* _What to produce_
Beginning with the first line below, please restate each line exactly, down to and including the line containing "Exercise. Point out every instance of the scratched".

* _Stored items from a collection_
○ ○ ○ ○ ○ ○ ○

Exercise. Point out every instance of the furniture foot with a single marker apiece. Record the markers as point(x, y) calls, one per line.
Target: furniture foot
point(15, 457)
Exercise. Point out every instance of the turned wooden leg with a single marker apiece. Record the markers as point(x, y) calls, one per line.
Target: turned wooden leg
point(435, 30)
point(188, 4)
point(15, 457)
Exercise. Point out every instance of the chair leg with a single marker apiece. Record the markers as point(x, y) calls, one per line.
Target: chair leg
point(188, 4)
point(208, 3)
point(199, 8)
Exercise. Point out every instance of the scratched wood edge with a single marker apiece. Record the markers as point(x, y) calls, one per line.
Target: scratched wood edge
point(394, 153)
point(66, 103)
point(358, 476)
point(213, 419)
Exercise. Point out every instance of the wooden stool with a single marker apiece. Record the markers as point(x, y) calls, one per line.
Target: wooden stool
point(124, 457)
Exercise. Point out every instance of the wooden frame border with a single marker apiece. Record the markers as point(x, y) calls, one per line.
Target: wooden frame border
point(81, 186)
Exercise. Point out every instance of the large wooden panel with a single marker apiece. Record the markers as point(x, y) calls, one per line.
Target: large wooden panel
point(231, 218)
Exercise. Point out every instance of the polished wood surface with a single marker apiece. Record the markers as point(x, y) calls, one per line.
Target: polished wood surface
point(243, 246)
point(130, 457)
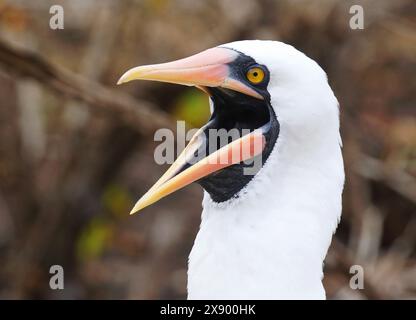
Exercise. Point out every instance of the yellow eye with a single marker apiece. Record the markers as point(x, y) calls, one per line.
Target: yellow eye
point(255, 75)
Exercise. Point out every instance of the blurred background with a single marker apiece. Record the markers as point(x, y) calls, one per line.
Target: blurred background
point(76, 151)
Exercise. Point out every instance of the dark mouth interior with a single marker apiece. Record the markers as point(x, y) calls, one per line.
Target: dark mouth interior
point(234, 110)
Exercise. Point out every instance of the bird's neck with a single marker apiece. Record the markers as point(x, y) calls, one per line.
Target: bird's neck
point(271, 242)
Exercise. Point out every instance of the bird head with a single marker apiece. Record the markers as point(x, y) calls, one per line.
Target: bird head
point(254, 88)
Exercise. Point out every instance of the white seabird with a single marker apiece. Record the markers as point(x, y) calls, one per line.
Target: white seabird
point(262, 236)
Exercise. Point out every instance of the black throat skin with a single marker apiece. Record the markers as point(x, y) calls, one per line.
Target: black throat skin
point(239, 111)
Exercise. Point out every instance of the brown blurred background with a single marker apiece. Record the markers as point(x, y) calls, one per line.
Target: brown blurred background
point(76, 151)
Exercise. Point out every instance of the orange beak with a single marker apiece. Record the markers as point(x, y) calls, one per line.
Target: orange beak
point(206, 69)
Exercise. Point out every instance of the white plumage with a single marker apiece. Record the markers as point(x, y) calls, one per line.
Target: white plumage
point(271, 241)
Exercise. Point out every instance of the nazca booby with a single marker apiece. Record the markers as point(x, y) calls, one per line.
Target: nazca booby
point(262, 236)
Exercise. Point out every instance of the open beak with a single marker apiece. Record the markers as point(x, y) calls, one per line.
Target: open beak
point(209, 68)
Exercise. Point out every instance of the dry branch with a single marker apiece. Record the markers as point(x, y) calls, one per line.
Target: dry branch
point(140, 115)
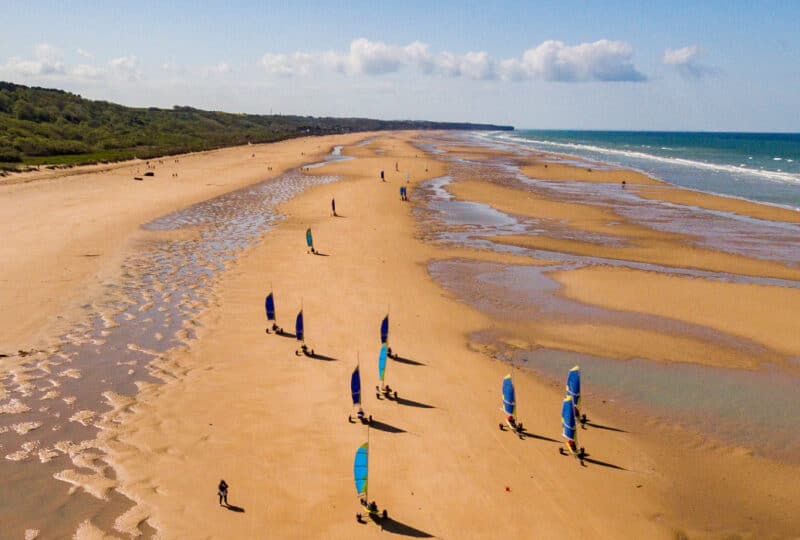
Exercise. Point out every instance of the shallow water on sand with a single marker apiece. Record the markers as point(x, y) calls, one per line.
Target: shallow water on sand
point(754, 409)
point(53, 404)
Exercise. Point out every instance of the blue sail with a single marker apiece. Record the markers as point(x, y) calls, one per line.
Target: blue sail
point(509, 397)
point(385, 330)
point(382, 362)
point(269, 305)
point(361, 469)
point(574, 385)
point(568, 419)
point(298, 326)
point(355, 386)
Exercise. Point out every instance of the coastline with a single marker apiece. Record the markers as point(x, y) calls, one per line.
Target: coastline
point(239, 404)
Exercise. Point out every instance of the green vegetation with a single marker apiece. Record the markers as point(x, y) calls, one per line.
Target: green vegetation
point(40, 126)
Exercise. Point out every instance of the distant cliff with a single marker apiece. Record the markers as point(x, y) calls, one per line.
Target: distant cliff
point(45, 126)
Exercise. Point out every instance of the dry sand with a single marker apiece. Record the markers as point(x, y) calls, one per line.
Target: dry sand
point(240, 405)
point(273, 424)
point(65, 232)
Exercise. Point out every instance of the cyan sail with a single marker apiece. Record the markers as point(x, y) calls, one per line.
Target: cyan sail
point(382, 362)
point(269, 305)
point(298, 326)
point(568, 419)
point(385, 330)
point(361, 469)
point(574, 385)
point(355, 386)
point(509, 397)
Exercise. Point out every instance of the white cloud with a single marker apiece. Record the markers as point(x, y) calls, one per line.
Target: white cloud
point(126, 66)
point(86, 71)
point(46, 61)
point(216, 70)
point(685, 60)
point(602, 60)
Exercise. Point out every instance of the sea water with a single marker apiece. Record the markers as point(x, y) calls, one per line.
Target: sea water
point(763, 167)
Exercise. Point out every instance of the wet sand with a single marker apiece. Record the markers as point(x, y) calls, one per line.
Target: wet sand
point(466, 308)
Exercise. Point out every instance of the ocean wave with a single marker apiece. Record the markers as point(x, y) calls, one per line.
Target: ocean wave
point(779, 176)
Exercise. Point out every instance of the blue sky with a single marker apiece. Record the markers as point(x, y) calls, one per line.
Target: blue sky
point(572, 65)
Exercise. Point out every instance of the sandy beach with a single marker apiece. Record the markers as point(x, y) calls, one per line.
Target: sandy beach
point(231, 401)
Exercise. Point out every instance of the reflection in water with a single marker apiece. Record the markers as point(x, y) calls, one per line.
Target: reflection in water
point(755, 409)
point(59, 397)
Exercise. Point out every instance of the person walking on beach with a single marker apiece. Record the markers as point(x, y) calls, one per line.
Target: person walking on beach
point(222, 491)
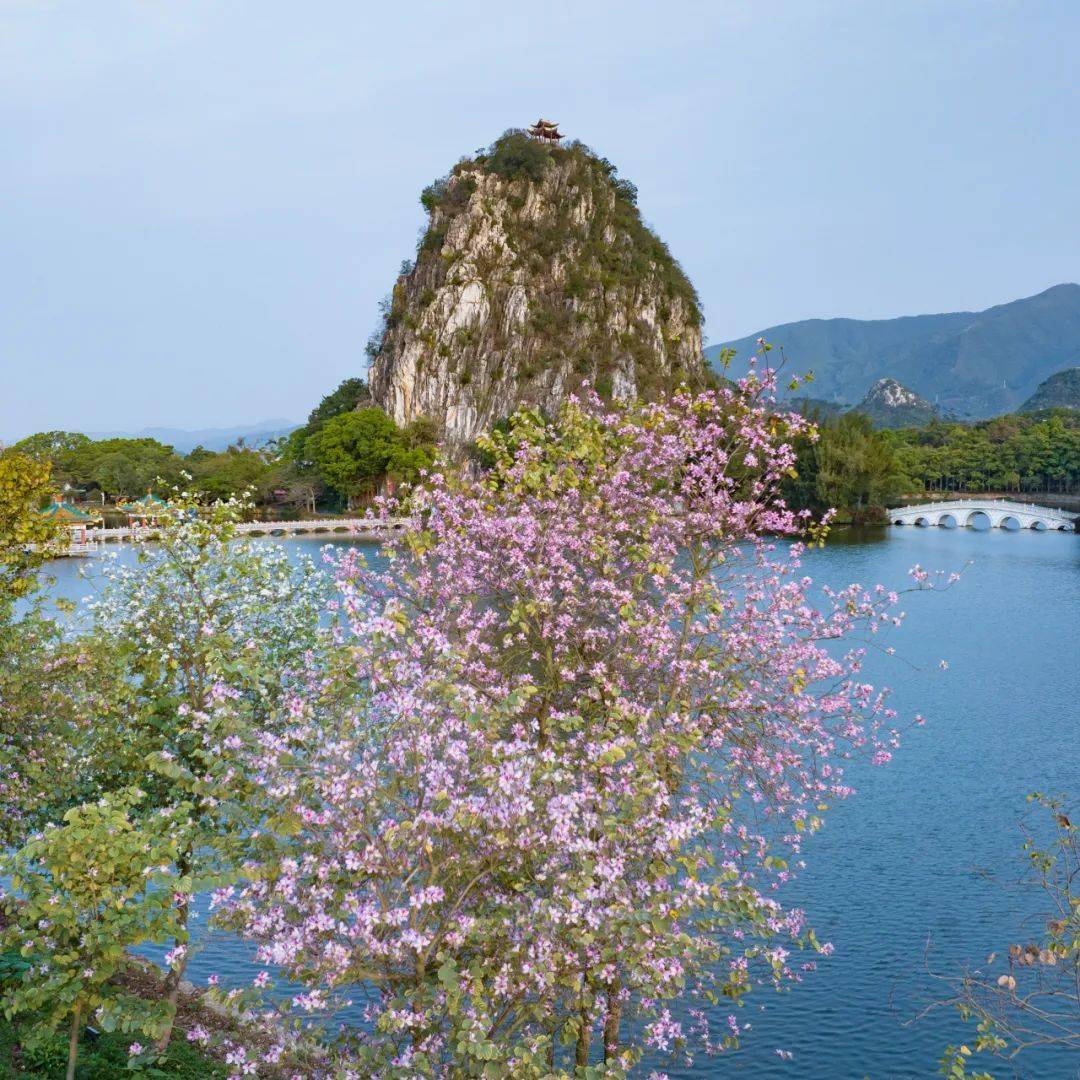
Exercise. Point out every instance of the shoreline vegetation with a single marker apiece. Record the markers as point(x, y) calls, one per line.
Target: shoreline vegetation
point(342, 792)
point(505, 787)
point(350, 451)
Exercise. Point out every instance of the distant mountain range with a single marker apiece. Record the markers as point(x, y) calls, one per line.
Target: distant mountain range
point(889, 404)
point(1060, 391)
point(211, 439)
point(973, 364)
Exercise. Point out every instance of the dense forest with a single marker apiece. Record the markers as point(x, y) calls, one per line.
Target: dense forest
point(346, 451)
point(350, 449)
point(858, 470)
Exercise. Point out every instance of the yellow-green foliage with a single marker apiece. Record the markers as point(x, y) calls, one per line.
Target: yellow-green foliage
point(83, 894)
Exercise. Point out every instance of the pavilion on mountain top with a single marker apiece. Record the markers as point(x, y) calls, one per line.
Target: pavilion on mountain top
point(547, 131)
point(147, 509)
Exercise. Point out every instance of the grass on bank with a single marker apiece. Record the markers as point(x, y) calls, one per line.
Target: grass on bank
point(104, 1057)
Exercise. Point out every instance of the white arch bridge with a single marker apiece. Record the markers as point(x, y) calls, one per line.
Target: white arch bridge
point(1002, 514)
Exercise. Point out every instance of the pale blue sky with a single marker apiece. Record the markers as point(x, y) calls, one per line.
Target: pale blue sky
point(202, 201)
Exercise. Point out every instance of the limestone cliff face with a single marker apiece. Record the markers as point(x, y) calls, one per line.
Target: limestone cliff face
point(535, 274)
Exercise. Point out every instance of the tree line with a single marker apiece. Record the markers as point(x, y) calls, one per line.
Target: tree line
point(347, 450)
point(849, 466)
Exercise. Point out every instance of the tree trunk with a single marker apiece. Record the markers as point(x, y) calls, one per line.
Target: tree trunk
point(172, 986)
point(581, 1054)
point(611, 1022)
point(73, 1041)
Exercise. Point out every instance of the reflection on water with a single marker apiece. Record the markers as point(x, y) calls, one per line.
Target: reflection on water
point(896, 866)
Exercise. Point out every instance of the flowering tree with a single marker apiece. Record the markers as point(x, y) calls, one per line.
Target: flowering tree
point(1031, 997)
point(211, 633)
point(597, 713)
point(84, 892)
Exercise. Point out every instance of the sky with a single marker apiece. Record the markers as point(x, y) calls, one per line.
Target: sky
point(202, 201)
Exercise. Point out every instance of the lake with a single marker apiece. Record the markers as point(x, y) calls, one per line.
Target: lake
point(898, 865)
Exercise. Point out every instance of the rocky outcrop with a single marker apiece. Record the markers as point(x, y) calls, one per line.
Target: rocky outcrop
point(535, 274)
point(890, 404)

○ ○ ○ ○ ○ ○ ○

* _Solution_
Exercise. Point out every instance of the furniture foot with a single marker apiece. Record the markers as point(x, y) calls, one per line.
Target: furniture foot
point(15, 457)
Exercise. Point out every instance of the turned wooden leg with a single marker apiece. Record the markers as point(x, y) calls, one per line.
Target: turned wooden leg
point(435, 30)
point(188, 4)
point(15, 457)
Exercise. Point out every instance of the chair leg with a single marker apiece. Record the markers as point(x, y) calls, one per line.
Target: chair leg
point(188, 4)
point(208, 3)
point(199, 8)
Exercise. Point out every instance of the scratched wood edge with a single marker apiece. Record the markers as point(x, y) calls, one per line.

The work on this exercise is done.